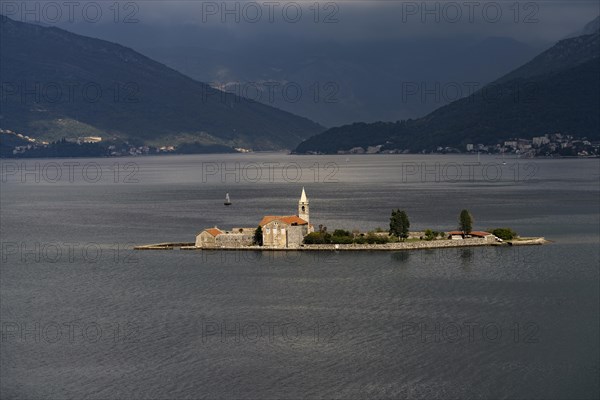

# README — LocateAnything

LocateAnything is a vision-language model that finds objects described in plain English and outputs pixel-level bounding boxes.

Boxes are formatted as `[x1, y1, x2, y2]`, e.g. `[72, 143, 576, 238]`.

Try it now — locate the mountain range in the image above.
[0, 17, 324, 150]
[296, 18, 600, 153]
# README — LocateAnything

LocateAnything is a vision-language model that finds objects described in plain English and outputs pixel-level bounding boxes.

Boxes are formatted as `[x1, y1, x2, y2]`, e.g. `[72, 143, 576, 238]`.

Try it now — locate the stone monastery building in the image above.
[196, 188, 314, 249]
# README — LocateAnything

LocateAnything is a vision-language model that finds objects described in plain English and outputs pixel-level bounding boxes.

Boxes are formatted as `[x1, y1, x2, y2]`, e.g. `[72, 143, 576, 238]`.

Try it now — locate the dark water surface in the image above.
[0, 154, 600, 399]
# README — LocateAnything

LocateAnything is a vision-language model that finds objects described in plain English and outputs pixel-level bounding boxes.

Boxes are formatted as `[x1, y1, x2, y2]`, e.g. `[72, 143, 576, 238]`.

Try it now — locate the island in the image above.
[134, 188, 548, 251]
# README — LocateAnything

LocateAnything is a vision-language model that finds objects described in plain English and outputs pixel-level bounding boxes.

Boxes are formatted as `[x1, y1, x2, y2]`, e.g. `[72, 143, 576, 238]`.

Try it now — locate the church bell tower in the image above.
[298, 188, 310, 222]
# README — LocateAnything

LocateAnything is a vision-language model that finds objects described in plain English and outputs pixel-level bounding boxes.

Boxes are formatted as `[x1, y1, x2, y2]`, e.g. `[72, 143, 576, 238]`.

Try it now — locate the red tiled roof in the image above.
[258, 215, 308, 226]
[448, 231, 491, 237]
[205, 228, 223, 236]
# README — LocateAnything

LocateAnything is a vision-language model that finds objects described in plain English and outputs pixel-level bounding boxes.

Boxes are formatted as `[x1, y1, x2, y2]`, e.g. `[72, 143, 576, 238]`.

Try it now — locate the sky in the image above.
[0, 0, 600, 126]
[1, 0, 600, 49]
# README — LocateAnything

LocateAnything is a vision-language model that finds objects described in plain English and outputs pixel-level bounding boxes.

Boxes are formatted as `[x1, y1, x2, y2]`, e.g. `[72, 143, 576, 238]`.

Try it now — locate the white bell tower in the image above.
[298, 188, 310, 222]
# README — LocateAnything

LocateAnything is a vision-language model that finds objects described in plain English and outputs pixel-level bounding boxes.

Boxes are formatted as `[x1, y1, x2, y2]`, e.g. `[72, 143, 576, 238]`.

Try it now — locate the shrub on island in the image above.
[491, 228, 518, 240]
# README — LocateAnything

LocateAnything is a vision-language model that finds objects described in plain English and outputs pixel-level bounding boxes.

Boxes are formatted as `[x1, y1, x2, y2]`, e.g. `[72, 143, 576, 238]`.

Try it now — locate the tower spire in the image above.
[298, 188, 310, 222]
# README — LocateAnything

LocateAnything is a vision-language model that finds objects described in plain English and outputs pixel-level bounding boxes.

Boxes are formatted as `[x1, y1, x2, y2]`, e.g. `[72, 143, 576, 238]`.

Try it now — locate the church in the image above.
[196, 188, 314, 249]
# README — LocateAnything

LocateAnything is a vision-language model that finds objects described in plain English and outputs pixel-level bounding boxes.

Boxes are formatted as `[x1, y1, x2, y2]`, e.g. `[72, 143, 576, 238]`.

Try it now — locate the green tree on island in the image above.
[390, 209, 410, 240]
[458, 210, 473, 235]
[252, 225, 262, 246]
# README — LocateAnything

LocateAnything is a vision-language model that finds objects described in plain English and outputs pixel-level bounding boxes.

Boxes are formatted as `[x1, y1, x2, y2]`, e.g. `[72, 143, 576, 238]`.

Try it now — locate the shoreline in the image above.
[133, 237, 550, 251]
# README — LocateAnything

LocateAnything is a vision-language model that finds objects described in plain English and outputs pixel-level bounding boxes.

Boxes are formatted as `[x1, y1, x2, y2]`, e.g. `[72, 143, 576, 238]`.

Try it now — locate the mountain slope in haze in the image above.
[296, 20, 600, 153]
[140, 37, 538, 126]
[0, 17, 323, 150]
+ + + +
Task requirements -
Render every line of the records above as a JSON list of strings, one string per line, omitting blank lines and leaving out the pictures.

Response -
[
  "# README — LocateAnything",
  "LocateAnything is a vision-language model that finds objects described in plain English and outputs pixel-level bounding boxes.",
  "Boxes are formatted as `[x1, y1, x2, y2]`, e.g. `[72, 143, 576, 238]`.",
  "Try it now — locate the mountain range in the image above.",
  "[0, 17, 324, 150]",
  "[296, 18, 600, 153]",
  "# README — LocateAnything",
  "LocateAnything is a vision-language model that finds objects described in plain English and outputs pixel-level bounding boxes.",
  "Boxes are formatted as `[x1, y1, x2, y2]`, e.g. `[72, 143, 576, 238]`.",
  "Try it now — locate the stone monastery building in the image above.",
  "[196, 188, 314, 249]",
  "# README — LocateAnything",
  "LocateAnything is a vision-language model that finds objects described in plain English and outputs pixel-level bounding boxes.",
  "Boxes are formatted as `[x1, y1, x2, y2]`, e.g. `[72, 143, 576, 238]`.",
  "Try it now — locate the dark water surface in the image above.",
  "[0, 154, 600, 399]",
  "# README — LocateAnything",
  "LocateAnything is a vision-language model that finds objects described in plain English and outputs pixel-level bounding boxes.",
  "Boxes are formatted as `[x1, y1, x2, y2]`, e.g. `[72, 143, 576, 238]`.",
  "Try it now — locate the island in the image above.",
  "[134, 188, 548, 251]",
  "# README — LocateAnything",
  "LocateAnything is a vision-language model that finds objects described in plain English and outputs pixel-level bounding boxes.",
  "Boxes are formatted as `[x1, y1, x2, y2]`, e.g. `[72, 143, 576, 238]`.",
  "Try it now — locate the church bell tower in the image above.",
  "[298, 188, 310, 222]",
  "# README — LocateAnything",
  "LocateAnything is a vision-language model that finds objects described in plain English and outputs pixel-level bounding boxes.",
  "Boxes are formatted as `[x1, y1, x2, y2]`, e.g. `[72, 143, 576, 238]`.",
  "Try it now — locate the red tiled roof in the image above.",
  "[258, 215, 308, 226]",
  "[448, 231, 491, 237]",
  "[205, 228, 223, 236]",
  "# README — LocateAnything",
  "LocateAnything is a vision-language model that finds objects described in plain English and outputs pixel-level bounding boxes.",
  "Boxes are formatted as `[x1, y1, x2, y2]`, e.g. `[72, 143, 576, 238]`.",
  "Try it now — locate the sky in the image above.",
  "[0, 0, 600, 126]",
  "[1, 0, 600, 49]",
  "# README — LocateAnything",
  "LocateAnything is a vision-language model that finds objects described in plain English and outputs pixel-level bounding boxes.",
  "Boxes are formatted as `[x1, y1, x2, y2]`, e.g. `[72, 143, 576, 238]`.",
  "Try it now — locate the white bell tower in the image above.",
  "[298, 188, 310, 222]",
  "# README — LocateAnything",
  "LocateAnything is a vision-language model that finds objects described in plain English and outputs pixel-level bounding boxes.",
  "Boxes are formatted as `[x1, y1, x2, y2]`, e.g. `[72, 143, 576, 238]`.",
  "Try it now — locate the shrub on island in the image above.",
  "[491, 228, 518, 240]",
  "# README — LocateAnything",
  "LocateAnything is a vision-language model that finds objects described in plain English and outputs pixel-level bounding boxes.",
  "Boxes are formatted as `[x1, y1, x2, y2]`, e.g. `[72, 143, 576, 238]`.",
  "Try it now — locate the tower spire in the image above.",
  "[298, 188, 310, 222]",
  "# README — LocateAnything",
  "LocateAnything is a vision-language model that finds objects described in plain English and outputs pixel-level bounding boxes.",
  "Boxes are formatted as `[x1, y1, x2, y2]`, e.g. `[72, 143, 576, 238]`.",
  "Try it now — locate the church in the image above.",
  "[196, 188, 314, 249]",
  "# README — LocateAnything",
  "LocateAnything is a vision-language model that finds objects described in plain English and outputs pixel-level bounding boxes.",
  "Boxes are formatted as `[x1, y1, x2, y2]`, e.g. `[72, 143, 576, 238]`.",
  "Try it now — locate the green tree on island in the image above.",
  "[390, 209, 410, 240]",
  "[458, 210, 473, 235]",
  "[252, 225, 262, 246]",
  "# README — LocateAnything",
  "LocateAnything is a vision-language model that finds objects described in plain English and outputs pixel-level bounding boxes.",
  "Boxes are formatted as `[x1, y1, x2, y2]`, e.g. `[72, 143, 576, 238]`.",
  "Try it now — locate the shoreline in the image above.",
  "[133, 237, 550, 251]",
  "# README — LocateAnything",
  "LocateAnything is a vision-language model that finds objects described in plain English and outputs pixel-level bounding boxes.",
  "Boxes are formatted as `[x1, y1, x2, y2]`, e.g. `[72, 143, 576, 238]`.",
  "Try it now — locate the mountain slope in haze in the image above.",
  "[296, 20, 600, 153]",
  "[140, 37, 538, 126]",
  "[0, 17, 323, 150]"
]